***** Entries provided

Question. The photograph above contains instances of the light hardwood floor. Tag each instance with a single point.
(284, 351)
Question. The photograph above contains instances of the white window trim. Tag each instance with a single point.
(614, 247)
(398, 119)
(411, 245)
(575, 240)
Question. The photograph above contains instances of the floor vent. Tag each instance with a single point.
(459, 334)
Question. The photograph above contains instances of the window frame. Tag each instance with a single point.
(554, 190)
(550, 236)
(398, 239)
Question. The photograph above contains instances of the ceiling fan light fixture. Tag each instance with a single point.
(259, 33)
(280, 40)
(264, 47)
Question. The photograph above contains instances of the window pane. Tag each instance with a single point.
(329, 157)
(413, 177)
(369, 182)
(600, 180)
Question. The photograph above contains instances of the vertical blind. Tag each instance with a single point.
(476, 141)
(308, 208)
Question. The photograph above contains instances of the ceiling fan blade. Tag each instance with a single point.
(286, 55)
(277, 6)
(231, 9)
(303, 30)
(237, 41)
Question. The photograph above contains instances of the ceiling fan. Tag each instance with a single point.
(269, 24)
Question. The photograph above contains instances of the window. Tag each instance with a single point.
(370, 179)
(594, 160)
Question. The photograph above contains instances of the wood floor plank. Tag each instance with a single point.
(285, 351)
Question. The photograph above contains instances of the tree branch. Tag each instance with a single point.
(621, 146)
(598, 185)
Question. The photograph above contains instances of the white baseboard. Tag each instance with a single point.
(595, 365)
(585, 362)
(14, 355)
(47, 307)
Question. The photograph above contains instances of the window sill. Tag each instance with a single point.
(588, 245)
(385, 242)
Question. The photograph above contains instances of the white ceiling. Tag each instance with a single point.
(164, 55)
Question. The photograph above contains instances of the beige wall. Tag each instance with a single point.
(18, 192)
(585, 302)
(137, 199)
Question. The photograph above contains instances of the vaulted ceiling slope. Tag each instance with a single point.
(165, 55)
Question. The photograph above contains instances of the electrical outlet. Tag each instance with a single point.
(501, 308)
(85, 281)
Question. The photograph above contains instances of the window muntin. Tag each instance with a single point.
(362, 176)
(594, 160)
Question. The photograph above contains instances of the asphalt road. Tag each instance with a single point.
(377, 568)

**********

Action item:
The complete listing must be printed again exactly as given.

Solved problem:
Question. The photograph above contains instances of the light hardwood floor. Tag each instance with a single point.
(284, 351)
Question. The photograph above contains instances of the white window trim. Tag each instance with a single point.
(614, 247)
(398, 119)
(411, 245)
(575, 240)
Question. The photograph above contains instances of the floor vent. Tag each instance with a single point.
(459, 334)
Question. The photograph above contains instances of the window frame. Tag each instance with a single point.
(554, 190)
(550, 236)
(398, 239)
Question. The photograph above contains instances of the ceiling fan light fixture. Tag each instance with a single point.
(259, 33)
(280, 40)
(264, 47)
Question. The photograph above contains instances of the window pane. Tag each instance with a single point.
(329, 157)
(413, 177)
(369, 182)
(600, 180)
Question. The photograph above contains instances of the vertical blind. Tag each instance with a single point.
(476, 141)
(308, 208)
Question. The photograph above contains instances of the ceiling fan blade. Tag each instance with a single point.
(286, 55)
(277, 6)
(231, 9)
(303, 30)
(237, 41)
Question. The photograph above contains instances of the ceiling fan. Tag each instance with a single point.
(269, 24)
Question. The photograph above contains instances of the window. Tag each instance with a single point.
(370, 179)
(594, 160)
Question. The photograph above contains instances of the wood floor plank. Tag each instance with a single point.
(285, 351)
Question. The photograph above contains instances of the tree branch. Tag each instance with a single point.
(621, 146)
(598, 185)
Question. The photograph above contains instances of the white baseboard. Tag each instance with a single point.
(595, 365)
(585, 362)
(14, 355)
(47, 307)
Question. The photograph above contains instances of the window sill. Tag each instance with a single point.
(588, 245)
(385, 242)
Question. The photograph above contains instances of the white ceiling. Tag each instance with a single point.
(164, 55)
Question. The photograph above contains instances of the beige wall. Tag each instance with a single point.
(18, 192)
(585, 302)
(137, 199)
Question. The photograph above contains instances of the vaulted ceiling slope. Tag each instance with a single point.
(165, 55)
Question. The photograph above contains instances of the electrical outlet. Tag each instance with a single point.
(501, 308)
(85, 281)
Question. The photograph above contains instances of the window muntin. Tag each instance with a single point.
(362, 176)
(594, 160)
Question. The photograph above contains instances of the asphalt road. Tag each instance with a single point.
(377, 568)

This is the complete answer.